GIVEN TASK 1:
Answer these questions about the teen pregnancy passage:
(a) How many girls are expected to get pregnant at least once before age 20?
(b) Which organization created the list of ten things for parents?
(c) What is the first item on that list?

------------------------------------------------

Today one in three girls is expected to get pregnant at least once before she's 20 years old. This ratio is an improvement from previous years, but because the consequences of teen pregnancy are so large the current ratio is still too high.
Getting pregnant decreases the chances of the mother and father from graduating from high school, going to college, and being able to get a good job.
To protect your child from experiencing teen pregnancy make sure you speak to them about sex. Here is a list of ten things that the National Campaign to Prevent Teen and Unplanned Pregnancy (NCPTUP) created to assist parents in speaking to their kids about sex:
1. Be clear about your own sexual values and attitudes.
Before you speak to your children about sex, make sure you have a clear, formed opinion on the various topics of sex. Here are some things the NCPTUP has suggested you think about:
- What do you really think about school-aged teenagers being sexually active - and perhaps even becoming parents?
- Who is responsible for setting sexual limits in a relationship and how is that done, realistically?

------------------------------------------------

GIVEN TASK 2: In the entries, copy everything from the line containing "TARGET = brass horse figurine" down to the last line, with both ends included.

DATA SHOWN:
------------------------------------------------

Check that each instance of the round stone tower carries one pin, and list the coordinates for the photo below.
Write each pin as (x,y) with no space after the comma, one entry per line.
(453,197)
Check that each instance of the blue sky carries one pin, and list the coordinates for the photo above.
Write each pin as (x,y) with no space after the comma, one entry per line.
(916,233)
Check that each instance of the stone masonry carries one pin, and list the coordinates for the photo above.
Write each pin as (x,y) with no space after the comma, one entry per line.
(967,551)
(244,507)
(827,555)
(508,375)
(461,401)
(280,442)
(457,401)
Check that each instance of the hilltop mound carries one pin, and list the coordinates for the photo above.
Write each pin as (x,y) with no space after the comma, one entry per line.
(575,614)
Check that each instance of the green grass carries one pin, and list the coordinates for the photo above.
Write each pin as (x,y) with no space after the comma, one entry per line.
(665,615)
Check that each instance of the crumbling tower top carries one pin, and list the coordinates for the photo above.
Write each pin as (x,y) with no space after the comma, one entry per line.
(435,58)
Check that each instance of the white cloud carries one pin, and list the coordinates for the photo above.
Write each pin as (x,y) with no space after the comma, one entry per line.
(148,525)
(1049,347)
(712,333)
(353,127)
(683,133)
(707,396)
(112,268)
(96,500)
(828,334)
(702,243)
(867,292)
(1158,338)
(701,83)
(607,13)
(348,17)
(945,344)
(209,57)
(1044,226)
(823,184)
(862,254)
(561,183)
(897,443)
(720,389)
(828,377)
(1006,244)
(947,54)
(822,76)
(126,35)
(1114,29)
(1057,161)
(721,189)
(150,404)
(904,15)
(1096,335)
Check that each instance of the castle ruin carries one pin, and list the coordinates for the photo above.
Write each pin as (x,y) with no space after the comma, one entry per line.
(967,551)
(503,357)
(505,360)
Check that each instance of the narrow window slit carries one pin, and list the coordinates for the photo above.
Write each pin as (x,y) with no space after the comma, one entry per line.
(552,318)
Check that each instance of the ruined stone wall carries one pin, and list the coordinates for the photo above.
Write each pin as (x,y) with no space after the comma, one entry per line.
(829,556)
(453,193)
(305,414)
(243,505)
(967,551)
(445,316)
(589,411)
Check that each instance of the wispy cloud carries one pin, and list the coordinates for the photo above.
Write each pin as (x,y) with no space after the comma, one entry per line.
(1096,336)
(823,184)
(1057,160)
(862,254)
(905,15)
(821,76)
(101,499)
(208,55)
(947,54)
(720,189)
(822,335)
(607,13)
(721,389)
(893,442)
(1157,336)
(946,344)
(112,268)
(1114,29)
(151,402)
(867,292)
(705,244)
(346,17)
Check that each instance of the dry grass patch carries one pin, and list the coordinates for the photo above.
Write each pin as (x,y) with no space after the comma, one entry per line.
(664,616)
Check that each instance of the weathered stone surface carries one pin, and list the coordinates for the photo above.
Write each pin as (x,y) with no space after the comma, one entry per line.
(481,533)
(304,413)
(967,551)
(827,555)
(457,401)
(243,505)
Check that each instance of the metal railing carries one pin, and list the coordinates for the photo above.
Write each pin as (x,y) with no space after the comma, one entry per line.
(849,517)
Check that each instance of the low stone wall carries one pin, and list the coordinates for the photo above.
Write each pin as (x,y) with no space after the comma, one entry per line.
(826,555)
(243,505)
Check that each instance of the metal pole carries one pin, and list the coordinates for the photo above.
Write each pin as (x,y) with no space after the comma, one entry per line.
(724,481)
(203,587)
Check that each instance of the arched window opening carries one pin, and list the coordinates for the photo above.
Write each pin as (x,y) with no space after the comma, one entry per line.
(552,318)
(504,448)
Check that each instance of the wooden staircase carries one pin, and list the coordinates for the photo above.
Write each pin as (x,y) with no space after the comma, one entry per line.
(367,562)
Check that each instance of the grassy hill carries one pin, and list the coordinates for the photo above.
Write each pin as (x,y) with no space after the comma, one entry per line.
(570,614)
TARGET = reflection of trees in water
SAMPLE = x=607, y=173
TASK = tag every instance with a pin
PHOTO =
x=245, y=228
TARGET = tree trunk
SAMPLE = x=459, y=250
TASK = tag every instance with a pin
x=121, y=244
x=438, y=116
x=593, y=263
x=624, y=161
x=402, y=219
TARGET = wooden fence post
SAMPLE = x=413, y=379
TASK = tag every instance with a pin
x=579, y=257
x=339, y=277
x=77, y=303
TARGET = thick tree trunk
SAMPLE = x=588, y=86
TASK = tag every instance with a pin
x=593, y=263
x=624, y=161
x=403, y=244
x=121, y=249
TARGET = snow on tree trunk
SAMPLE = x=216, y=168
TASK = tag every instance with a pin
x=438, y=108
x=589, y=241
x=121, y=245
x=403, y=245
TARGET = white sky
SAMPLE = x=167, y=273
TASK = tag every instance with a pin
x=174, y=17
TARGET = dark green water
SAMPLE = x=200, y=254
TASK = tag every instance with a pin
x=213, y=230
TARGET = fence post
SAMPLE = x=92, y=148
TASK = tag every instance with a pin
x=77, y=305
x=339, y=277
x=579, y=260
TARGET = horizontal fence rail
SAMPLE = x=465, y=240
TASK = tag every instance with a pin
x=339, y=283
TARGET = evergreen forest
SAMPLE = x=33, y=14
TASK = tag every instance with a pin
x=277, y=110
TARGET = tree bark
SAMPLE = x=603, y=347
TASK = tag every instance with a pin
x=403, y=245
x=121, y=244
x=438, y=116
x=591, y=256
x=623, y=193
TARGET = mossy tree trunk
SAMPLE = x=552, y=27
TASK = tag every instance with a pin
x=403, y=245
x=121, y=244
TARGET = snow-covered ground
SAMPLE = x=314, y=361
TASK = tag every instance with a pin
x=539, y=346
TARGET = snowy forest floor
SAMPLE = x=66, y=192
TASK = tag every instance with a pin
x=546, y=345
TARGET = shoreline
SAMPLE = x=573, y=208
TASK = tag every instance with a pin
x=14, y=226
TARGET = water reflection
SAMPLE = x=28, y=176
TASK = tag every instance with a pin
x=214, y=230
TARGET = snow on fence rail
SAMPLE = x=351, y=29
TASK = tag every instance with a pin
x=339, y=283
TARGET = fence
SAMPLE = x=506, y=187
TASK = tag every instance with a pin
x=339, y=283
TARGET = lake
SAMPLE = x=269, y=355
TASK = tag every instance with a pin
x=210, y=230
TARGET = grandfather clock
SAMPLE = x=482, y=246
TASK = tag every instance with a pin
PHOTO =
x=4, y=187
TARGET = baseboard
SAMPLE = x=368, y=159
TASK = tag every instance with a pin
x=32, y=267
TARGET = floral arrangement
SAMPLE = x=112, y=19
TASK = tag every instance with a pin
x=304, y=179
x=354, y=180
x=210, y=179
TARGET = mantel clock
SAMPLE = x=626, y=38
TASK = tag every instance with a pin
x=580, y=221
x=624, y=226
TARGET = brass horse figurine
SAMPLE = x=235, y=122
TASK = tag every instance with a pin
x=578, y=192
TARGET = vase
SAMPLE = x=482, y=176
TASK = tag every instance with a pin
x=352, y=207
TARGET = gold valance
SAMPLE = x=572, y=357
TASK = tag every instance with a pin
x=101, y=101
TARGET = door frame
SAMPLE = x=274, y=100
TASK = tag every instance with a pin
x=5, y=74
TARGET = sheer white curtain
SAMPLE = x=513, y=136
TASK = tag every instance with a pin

------------------------------------------------

WRITTEN RESPONSE 1:
(a) One in three.
(b) The National Campaign to Prevent Teen and Unplanned Pregnancy (NCPTUP).
(c) Be clear about your own sexual values and attitudes.

WRITTEN RESPONSE 2:
TARGET = brass horse figurine
SAMPLE = x=235, y=122
TASK = tag every instance with a pin
x=578, y=192
TARGET = vase
SAMPLE = x=482, y=176
TASK = tag every instance with a pin
x=352, y=207
TARGET = gold valance
SAMPLE = x=572, y=357
TASK = tag every instance with a pin
x=101, y=101
TARGET = door frame
SAMPLE = x=274, y=100
TASK = tag every instance with a pin
x=5, y=74
TARGET = sheer white curtain
SAMPLE = x=513, y=136
TASK = tag every instance with a pin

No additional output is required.